*DATA PROVIDED*.
◆ ◆ ◆ ◆ ◆

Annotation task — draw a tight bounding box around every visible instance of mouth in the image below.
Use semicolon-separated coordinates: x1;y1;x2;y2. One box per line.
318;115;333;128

◆ ◆ ◆ ◆ ◆

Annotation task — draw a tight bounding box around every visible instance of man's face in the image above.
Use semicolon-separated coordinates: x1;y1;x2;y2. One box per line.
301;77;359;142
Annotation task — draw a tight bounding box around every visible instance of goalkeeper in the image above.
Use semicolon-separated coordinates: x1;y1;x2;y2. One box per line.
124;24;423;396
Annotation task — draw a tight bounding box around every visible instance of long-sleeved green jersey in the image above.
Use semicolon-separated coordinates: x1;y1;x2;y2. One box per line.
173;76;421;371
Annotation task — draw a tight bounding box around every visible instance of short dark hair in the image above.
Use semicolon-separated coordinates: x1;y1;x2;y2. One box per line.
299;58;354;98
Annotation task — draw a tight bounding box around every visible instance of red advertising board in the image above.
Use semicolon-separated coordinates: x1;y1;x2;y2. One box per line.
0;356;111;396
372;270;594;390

◆ ◆ ◆ ◆ ◆

Copy only the data from the line with "the image below." up to and including the line with "318;115;333;128", substituting "nose" for "mouth" and keeping everything else the same.

Annotation task — draw a tight bounding box around every visible instance of nose in the image below.
Use semicolon-separated coordinates: x1;y1;x2;y2. One box per line.
318;115;333;128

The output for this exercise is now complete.